──────── RECORDS PROVIDED

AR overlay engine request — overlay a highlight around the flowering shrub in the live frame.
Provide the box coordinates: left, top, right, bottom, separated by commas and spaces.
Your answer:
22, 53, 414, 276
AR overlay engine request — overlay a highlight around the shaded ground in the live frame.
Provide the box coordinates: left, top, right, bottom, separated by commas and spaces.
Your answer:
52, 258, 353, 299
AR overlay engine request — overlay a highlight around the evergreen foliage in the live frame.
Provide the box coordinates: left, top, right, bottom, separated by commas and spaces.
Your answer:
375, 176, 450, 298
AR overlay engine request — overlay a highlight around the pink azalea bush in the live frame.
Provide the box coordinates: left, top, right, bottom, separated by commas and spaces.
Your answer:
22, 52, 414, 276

────────────────
──────── RECORDS PROVIDED

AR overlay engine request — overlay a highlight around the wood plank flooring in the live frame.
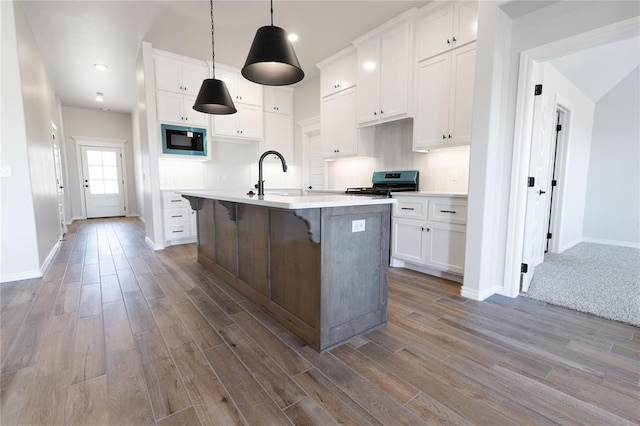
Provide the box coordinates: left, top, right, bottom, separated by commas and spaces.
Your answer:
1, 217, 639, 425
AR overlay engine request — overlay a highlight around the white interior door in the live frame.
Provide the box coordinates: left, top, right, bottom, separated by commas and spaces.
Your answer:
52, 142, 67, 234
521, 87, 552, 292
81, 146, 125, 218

────────────────

**WHAT IS NEEDED**:
Report every line in the data above in which the word "frame" appears.

**SOLUTION TO THIS TASK**:
AR overlay engine request — overlay a highlight around the flowering shrub in the live frame.
AR overlay engine request — overlay a highlight around the shaded ground in the live frame.
AR overlay engine request — overlay a highlight around the evergreen foliage in the live frame.
AR overlay engine request — overlay a highlight around the pink azalea bush in the live frame.
AR overlay engine request — overlay a highlight around the wood plank flooring in the live frame.
AR overlay engine request — overlay a highlight around the white interior door in the live frame.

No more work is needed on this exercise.